GOAL 1: Pick out and copy every line of the entries below that contains the string "Target". Case counts.

-- START OF DOCUMENT PASSAGE --

Frozen moment 1

3.1
For this exercise (and Ex. 3.2) I read up on some of the pioneers mentioned in the course notes, and discovered a lot of interesting facts about the development of the motion picture. I was familiar with Edgerton's 1964 bullet through an apple shot, but never realised he invented the first ever high speed camera, as Tom Ang mentions (2014, p202). Amazingly important discoveries. I also found out that the impressionist artist Edgar Degas was a talented photographer too (Ang, 2014 p87), and his beautifully atmospheric photographs of ballet dancers from 1895 are something to see - he was apparently 61 when he started photography! - well, that's encouraging.
I did actually think about making my own wind/smoke tunnel1 as a homage to Etiene-Jules Marey, but I gave up when I realised that it was a lot harder than it seems, and that divorce was imminent.

-- END OF DOCUMENT PASSAGE --

GOAL 2: Please update the passage about photography pioneers by giving again the part that opens with the words containing "Frozen moment 1" and closes with "well, that's encouraging.", with "apple" replaced by "pear".

-- START OF SUPPLIED RECORDS --

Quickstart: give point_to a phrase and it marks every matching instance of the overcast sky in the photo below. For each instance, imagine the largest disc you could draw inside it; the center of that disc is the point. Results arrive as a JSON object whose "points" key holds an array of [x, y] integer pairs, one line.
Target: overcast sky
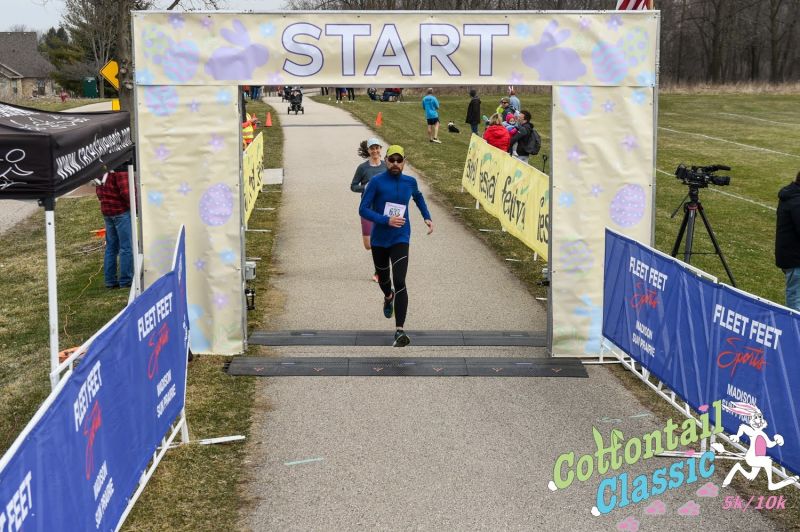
{"points": [[40, 15]]}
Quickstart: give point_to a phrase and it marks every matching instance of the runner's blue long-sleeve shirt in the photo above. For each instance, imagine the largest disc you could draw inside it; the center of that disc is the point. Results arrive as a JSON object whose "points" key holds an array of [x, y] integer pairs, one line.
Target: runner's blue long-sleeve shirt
{"points": [[400, 190]]}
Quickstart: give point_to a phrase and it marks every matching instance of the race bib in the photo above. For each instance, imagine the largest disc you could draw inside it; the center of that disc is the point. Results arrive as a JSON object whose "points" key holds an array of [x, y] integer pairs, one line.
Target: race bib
{"points": [[394, 209]]}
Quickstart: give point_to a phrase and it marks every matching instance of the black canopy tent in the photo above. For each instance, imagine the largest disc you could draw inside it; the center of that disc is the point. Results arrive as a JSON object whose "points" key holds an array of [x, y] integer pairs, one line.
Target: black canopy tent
{"points": [[44, 155]]}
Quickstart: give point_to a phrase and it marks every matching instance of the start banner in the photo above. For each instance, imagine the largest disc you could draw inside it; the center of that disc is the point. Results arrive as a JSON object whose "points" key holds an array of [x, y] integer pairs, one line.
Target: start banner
{"points": [[707, 342], [510, 190], [79, 460]]}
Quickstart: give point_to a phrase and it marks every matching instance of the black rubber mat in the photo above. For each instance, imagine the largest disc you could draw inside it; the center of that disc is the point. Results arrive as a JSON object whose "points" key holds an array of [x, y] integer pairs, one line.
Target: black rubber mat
{"points": [[384, 338], [406, 367], [289, 367]]}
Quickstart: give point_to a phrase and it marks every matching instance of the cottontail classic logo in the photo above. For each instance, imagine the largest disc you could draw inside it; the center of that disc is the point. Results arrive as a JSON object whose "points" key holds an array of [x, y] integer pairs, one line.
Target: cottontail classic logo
{"points": [[618, 490], [756, 454]]}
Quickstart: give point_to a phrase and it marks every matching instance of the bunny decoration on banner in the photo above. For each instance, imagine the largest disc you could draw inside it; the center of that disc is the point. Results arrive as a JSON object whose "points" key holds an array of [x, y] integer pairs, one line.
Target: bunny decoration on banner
{"points": [[238, 61], [553, 63], [756, 455]]}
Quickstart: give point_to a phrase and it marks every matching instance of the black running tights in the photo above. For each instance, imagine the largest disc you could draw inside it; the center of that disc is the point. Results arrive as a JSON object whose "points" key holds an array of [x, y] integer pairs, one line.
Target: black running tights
{"points": [[397, 257]]}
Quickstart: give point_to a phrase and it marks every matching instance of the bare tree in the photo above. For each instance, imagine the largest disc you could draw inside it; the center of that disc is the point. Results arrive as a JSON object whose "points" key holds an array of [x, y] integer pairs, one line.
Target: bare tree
{"points": [[93, 24]]}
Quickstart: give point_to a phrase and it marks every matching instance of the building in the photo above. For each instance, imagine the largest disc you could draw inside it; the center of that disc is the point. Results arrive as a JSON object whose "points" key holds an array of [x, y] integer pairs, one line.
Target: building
{"points": [[24, 72]]}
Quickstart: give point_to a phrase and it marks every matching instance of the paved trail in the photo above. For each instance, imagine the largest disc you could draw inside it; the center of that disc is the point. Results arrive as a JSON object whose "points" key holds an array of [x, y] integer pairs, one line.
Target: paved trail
{"points": [[360, 453]]}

-- END OF SUPPLIED RECORDS --

WRITTEN ANSWER 1:
Target: overcast sky
Target: runner's blue long-sleeve shirt
Target: race bib
Target: black canopy tent
Target: start banner
Target: black rubber mat
Target: cottontail classic logo
Target: bunny decoration on banner
Target: black running tights
Target: bare tree
Target: building
Target: paved trail

WRITTEN ANSWER 2:
Frozen moment 1

3.1
For this exercise (and Ex. 3.2) I read up on some of the pioneers mentioned in the course notes, and discovered a lot of interesting facts about the development of the motion picture. I was familiar with Edgerton's 1964 bullet through an pear shot, but never realised he invented the first ever high speed camera, as Tom Ang mentions (2014, p202). Amazingly important discoveries. I also found out that the impressionist artist Edgar Degas was a talented photographer too (Ang, 2014 p87), and his beautifully atmospheric photographs of ballet dancers from 1895 are something to see - he was apparently 61 when he started photography! - well, that's encouraging.